### 本文の抜粋
--- --- ---

特に、本発明の電動アシスト装置に於いては、前記両ハウジング素子のうちの少なくとも一方のハウジング素子を、合成樹脂製としている。又、この合成樹脂製のハウジング素子の一部分で、相手ハウジング素子の一部分に嵌合させる部分に、円環状の芯合わせ用金具を、インサート成形により、前記合成樹脂製のハウジング素子と同心に固定(モールド)している。即ち、前記両ハウジング素子のうちの何れか一方のハウジング素子のみを合成樹脂製としている場合には、この一方のハウジング素子に固定した前記芯合わせ用金具を、他方のハウジング素子の一部分に嵌合させる。又、前記両ハウジング素子を両方とも合成樹脂製としている場合には、これら両ハウジング素子のそれぞれに固定した前記芯合わせ用金具同士を互いに嵌合させる。
【0014】
又、前記減速機が、ウォーム式減速機であり、且つ、前記ハウジングの内部に、このウォーム式減速機を構成するウォームホイールを外嵌固定した被アシスト軸が、前記トルクセンサの軸方向に配設されており、且つ、前記両ハウジング素子のそれぞれに対して、それぞれが前記被アシスト軸を回転自在に支持する為のウォームホイール側転がり軸受が内嵌支持されている電動アシスト装置に関して、本発明を適用する場合に、好ましくは、請求項2に記載した発明の様に、前記合成樹脂製のハウジング素子の一部分で、前記ウォームホイール側転がり軸受を構成する外輪の周囲部分に、金属製で円環状のウォームホイール側ホルダを、前記芯合わせ用金具と同心に固定すると共に、このウォームホイール側ホルダに前記ウォームホイール側転がり軸受を構成する外輪を内嵌固定する。

--- --- ---

### 提供データ
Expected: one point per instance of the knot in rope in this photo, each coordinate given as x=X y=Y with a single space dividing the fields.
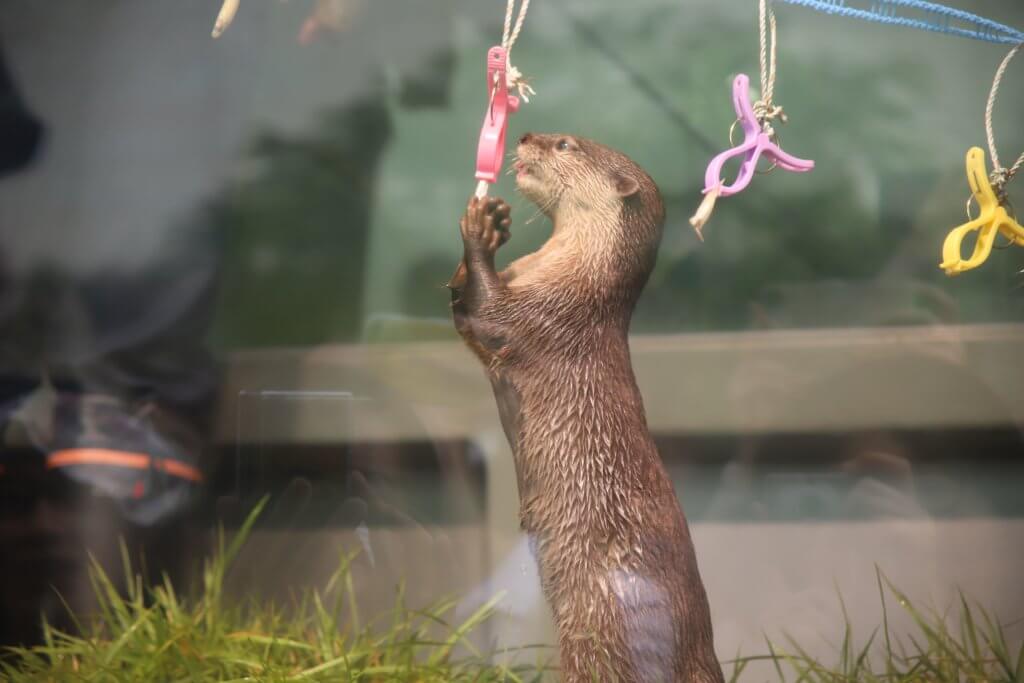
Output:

--- --- ---

### 練習問題
• a. 電動アシスト装置についての本文から、「特に、本発明の電動アシスト装置に於いては、前記両ハウジング素子のうちの少なくとも一方のハウジング素子を、合成樹脂製としている。」という文を英語に訳してください。
• b. 電動アシスト装置についての本文で「又、前記減速機が、ウォーム式減速機であり」から始まる段落を、大事な内容を落とさずに箇条書きに直してください。

### 解答例
• a. In particular, in the electric assist device of the present invention, at least one of the two housing elements is made of synthetic resin.

• b.
・本発明を適用する電動アシスト装置の条件
 - 減速機がウォーム式減速機である
 - ハウジングの内部で、ウォームホイールを外嵌固定した被アシスト軸が、トルクセンサの軸方向に配設されている
 - 両ハウジング素子のそれぞれに、被アシスト軸を回転自在に支持するウォームホイール側転がり軸受が内嵌支持されている
・この場合に好ましい構成(請求項2に記載した発明)
 - 合成樹脂製のハウジング素子のうち、ウォームホイール側転がり軸受の外輪の周囲部分に、金属製で円環状のウォームホイール側ホルダを、芯合わせ用金具と同心に固定する
 - このウォームホイール側ホルダに、ウォームホイール側転がり軸受の外輪を内嵌固定する